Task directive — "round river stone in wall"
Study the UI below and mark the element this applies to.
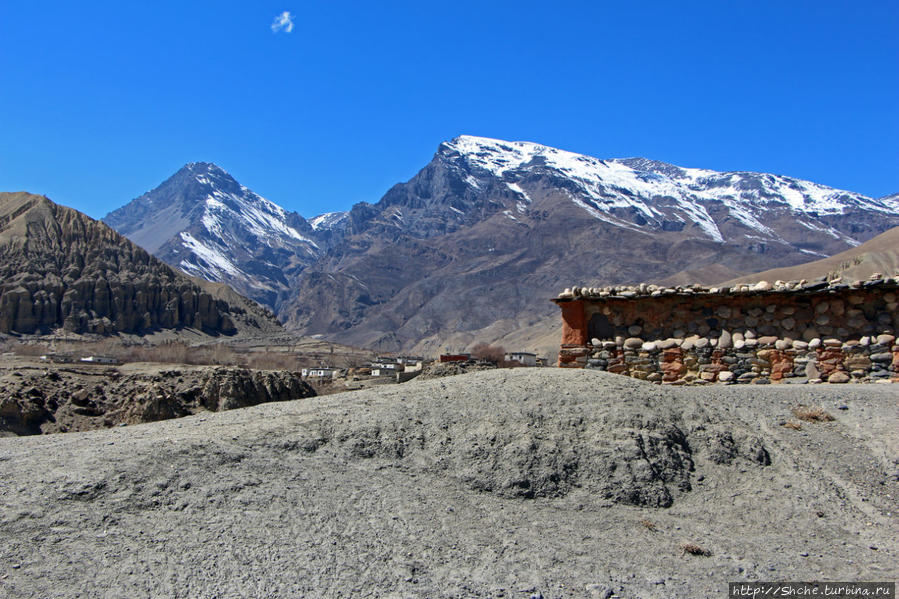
[718,331,733,349]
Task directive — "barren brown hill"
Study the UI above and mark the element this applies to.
[0,192,281,335]
[722,227,899,285]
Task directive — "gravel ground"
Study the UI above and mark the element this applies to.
[0,368,899,599]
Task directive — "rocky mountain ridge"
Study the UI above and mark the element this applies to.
[0,192,280,335]
[100,136,899,351]
[103,162,319,306]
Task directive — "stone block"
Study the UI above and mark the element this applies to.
[827,370,849,384]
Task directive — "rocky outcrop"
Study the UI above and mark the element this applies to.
[0,193,278,335]
[0,365,315,435]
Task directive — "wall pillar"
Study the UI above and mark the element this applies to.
[559,300,587,347]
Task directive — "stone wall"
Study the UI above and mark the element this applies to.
[553,276,899,385]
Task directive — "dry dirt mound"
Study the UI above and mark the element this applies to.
[311,370,770,507]
[0,368,899,599]
[0,364,315,436]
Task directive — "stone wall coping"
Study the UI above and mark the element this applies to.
[551,273,899,304]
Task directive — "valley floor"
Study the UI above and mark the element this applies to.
[0,368,899,598]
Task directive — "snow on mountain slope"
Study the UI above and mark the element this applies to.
[442,135,899,245]
[309,212,348,231]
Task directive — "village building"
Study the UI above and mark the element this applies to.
[300,367,340,379]
[553,275,899,385]
[505,352,537,366]
[78,356,120,364]
[438,354,471,362]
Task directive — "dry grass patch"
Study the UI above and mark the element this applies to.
[793,406,833,422]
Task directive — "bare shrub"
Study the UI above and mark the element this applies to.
[793,406,833,422]
[680,543,712,557]
[640,518,657,532]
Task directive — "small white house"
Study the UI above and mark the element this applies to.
[80,356,119,364]
[300,367,338,379]
[506,352,537,366]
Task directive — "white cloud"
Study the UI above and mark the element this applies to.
[272,10,293,33]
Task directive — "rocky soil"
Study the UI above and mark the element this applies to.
[0,368,899,598]
[0,354,315,436]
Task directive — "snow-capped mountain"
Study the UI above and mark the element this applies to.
[104,136,899,352]
[438,136,897,249]
[103,162,320,306]
[280,136,899,351]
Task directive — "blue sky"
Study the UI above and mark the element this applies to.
[0,0,899,217]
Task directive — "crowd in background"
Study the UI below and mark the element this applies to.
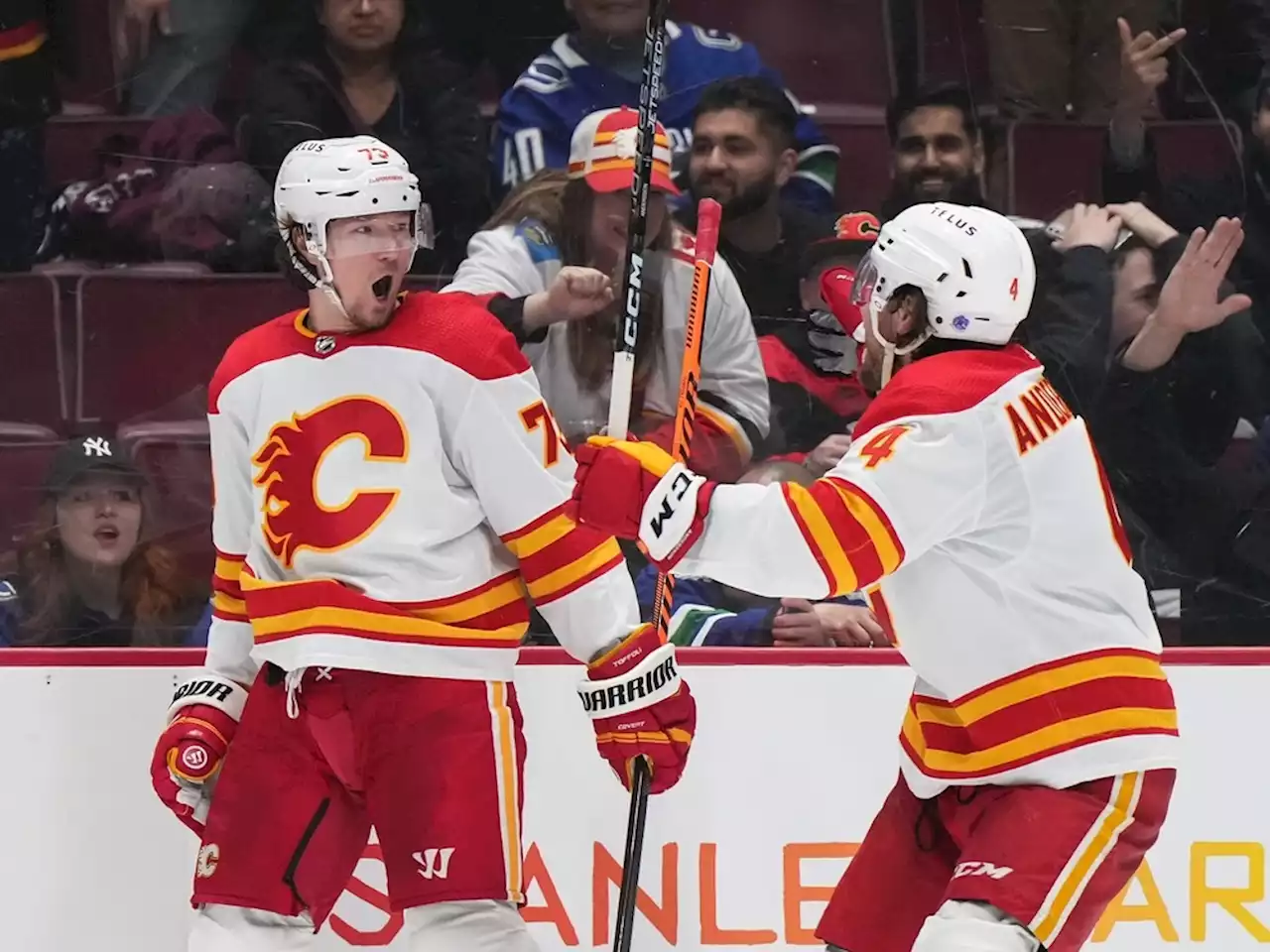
[0,0,1270,648]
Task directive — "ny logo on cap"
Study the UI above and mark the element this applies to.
[83,436,114,456]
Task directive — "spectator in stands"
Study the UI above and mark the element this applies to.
[1102,19,1187,202]
[0,0,59,273]
[681,76,833,336]
[493,0,838,213]
[1020,203,1123,417]
[983,0,1163,122]
[1108,35,1270,337]
[447,109,768,480]
[680,76,863,458]
[428,0,569,91]
[244,0,489,273]
[635,462,888,648]
[880,83,987,221]
[0,435,205,648]
[1091,204,1270,644]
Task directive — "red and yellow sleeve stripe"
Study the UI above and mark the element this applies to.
[901,649,1178,779]
[212,548,249,622]
[781,477,904,595]
[503,505,623,606]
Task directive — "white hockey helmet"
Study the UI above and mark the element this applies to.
[273,136,433,295]
[851,202,1036,380]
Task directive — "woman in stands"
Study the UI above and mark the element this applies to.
[447,108,768,480]
[241,0,489,273]
[0,436,205,648]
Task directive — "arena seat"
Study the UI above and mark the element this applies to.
[58,0,121,112]
[1151,119,1243,191]
[817,116,890,212]
[45,115,150,187]
[1006,122,1106,219]
[917,0,992,107]
[75,271,305,424]
[673,0,895,109]
[0,432,63,556]
[0,274,67,436]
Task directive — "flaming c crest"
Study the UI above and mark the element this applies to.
[251,396,409,568]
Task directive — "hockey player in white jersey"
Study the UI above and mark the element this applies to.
[151,137,695,952]
[571,203,1242,952]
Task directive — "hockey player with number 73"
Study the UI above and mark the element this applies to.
[151,136,696,952]
[569,203,1248,952]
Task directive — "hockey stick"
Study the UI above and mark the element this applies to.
[613,198,722,952]
[607,0,671,439]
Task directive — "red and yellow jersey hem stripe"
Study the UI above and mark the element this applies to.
[503,505,623,606]
[244,574,530,648]
[901,649,1178,779]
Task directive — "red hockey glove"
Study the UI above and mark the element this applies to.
[150,671,246,834]
[577,625,698,793]
[567,436,716,571]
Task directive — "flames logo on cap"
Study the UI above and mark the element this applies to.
[251,396,409,568]
[833,212,881,241]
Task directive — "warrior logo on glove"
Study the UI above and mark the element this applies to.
[577,625,698,793]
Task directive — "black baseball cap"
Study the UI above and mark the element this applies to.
[45,434,145,495]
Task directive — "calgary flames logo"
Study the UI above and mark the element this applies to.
[251,396,409,568]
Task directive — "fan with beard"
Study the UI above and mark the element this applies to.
[880,169,988,222]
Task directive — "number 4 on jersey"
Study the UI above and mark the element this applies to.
[860,422,912,470]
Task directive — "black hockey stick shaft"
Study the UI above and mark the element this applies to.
[608,0,671,952]
[613,757,653,952]
[607,0,671,439]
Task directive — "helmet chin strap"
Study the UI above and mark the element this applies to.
[869,302,931,389]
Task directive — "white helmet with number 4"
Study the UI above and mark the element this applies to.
[273,136,432,294]
[851,202,1036,354]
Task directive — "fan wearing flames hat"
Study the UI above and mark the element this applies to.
[741,212,880,476]
[445,107,768,480]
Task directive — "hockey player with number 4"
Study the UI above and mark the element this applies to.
[151,136,696,952]
[569,203,1247,952]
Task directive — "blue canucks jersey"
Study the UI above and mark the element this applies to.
[493,22,838,212]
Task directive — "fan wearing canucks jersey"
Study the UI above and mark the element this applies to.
[493,0,838,213]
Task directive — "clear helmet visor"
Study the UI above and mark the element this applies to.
[326,204,433,262]
[851,251,877,312]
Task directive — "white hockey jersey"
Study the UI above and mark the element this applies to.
[207,295,639,681]
[676,346,1178,797]
[445,221,768,479]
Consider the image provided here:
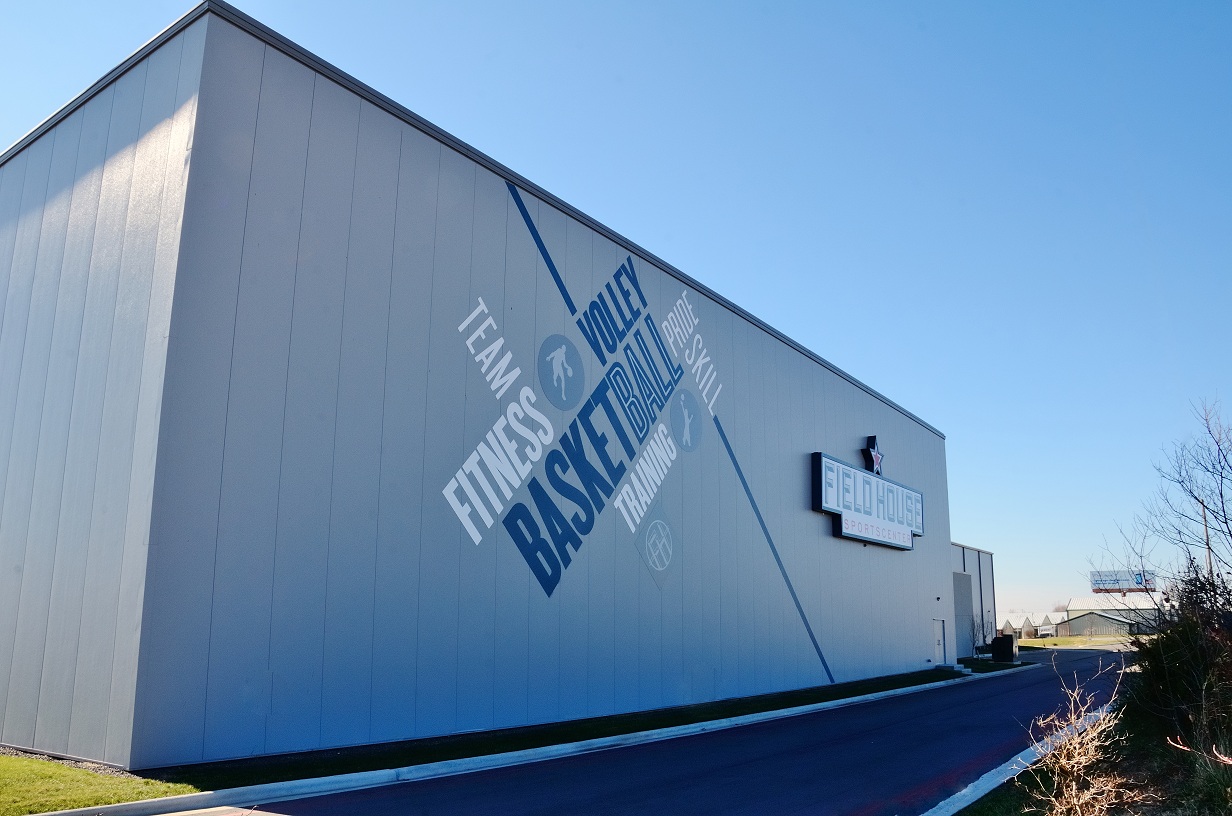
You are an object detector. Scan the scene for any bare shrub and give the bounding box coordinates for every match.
_ _ _ _ _ _ _
### EXERCISE
Can you repeat the lines above word for word, from the first line up to and including the line with "[827,370,849,384]", and leave out the pictures?

### RESPONSE
Task directive — "round river stone in wall"
Study the UI below and mark the element this applies to.
[718,331,733,349]
Task directive — "barren brown hill"
Study the UI above and mark the element this applies to.
[0,192,281,335]
[722,227,899,285]
Task directive — "gravel ground"
Study the UI above and mark the element this applies to.
[0,368,899,599]
Task directive — "rocky mountain ridge"
Study the UI above and mark the element this applies to.
[0,192,280,335]
[100,136,899,351]
[103,162,319,306]
Task directive — "stone block"
Study the UI above and mark the element this applies to.
[827,370,849,384]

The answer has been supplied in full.